REQUIREMENT: Pull out every line of the records that contains the word "positive" and copy each one in full. Treat uppercase and lowercase letters as different.

AVAILABLE DATA:
BEGIN

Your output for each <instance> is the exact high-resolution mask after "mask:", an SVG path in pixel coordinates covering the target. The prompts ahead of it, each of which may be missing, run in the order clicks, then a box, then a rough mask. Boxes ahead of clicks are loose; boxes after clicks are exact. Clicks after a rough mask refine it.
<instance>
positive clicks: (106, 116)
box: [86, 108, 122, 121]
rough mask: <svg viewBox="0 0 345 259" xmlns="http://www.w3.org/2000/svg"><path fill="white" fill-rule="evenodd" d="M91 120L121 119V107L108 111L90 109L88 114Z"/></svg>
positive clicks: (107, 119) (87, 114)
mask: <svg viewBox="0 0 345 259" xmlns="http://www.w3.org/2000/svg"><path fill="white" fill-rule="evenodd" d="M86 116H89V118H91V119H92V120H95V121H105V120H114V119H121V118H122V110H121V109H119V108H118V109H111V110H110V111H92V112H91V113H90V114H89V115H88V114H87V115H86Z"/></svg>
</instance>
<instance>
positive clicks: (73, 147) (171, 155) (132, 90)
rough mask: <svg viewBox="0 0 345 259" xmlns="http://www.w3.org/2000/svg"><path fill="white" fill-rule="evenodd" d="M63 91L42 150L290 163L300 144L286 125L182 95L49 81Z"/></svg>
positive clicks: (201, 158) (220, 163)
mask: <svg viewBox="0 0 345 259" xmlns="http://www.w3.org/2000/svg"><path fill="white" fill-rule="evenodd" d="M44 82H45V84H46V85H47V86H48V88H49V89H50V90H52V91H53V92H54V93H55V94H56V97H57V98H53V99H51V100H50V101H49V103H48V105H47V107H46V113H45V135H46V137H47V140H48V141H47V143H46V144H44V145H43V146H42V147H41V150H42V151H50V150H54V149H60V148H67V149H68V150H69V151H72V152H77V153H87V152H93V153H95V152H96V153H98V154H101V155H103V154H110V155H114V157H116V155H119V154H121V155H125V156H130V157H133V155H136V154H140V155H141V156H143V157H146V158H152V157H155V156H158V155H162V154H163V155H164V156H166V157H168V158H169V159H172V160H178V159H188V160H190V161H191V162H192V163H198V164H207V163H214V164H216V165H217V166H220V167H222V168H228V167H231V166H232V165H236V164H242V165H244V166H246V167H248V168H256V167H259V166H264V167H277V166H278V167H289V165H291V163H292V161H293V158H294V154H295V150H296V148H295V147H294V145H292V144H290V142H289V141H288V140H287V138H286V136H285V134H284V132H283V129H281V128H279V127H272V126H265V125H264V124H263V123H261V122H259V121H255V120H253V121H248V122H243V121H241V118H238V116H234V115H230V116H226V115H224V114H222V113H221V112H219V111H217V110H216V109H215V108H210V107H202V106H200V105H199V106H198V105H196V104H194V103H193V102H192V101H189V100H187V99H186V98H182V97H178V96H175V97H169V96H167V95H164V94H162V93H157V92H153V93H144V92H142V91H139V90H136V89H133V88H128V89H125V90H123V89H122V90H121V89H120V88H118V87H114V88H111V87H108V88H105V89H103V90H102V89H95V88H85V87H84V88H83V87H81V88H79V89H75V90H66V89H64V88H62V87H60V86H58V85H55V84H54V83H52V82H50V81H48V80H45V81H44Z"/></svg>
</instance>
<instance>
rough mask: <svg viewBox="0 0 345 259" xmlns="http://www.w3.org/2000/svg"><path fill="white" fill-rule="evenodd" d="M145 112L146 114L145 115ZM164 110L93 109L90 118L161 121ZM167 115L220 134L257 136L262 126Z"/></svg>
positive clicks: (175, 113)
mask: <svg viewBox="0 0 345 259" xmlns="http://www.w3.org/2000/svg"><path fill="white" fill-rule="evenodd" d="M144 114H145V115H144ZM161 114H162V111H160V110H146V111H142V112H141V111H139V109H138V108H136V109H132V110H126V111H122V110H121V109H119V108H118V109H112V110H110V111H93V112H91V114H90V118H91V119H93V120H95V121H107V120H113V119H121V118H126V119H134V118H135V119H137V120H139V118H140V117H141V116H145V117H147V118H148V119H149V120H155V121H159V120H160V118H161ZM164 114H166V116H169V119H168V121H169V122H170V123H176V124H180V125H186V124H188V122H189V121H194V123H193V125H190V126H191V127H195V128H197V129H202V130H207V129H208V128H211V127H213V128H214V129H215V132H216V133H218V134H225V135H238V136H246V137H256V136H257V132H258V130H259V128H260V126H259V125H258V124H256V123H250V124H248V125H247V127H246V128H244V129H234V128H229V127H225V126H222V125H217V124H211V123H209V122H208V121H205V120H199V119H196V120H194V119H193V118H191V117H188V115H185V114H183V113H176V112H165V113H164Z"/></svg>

END

REPLY TO THE TASK:
positive clicks: (106, 116)
positive clicks: (107, 119) (87, 114)
positive clicks: (73, 147) (171, 155) (132, 90)
positive clicks: (201, 158) (220, 163)
positive clicks: (175, 113)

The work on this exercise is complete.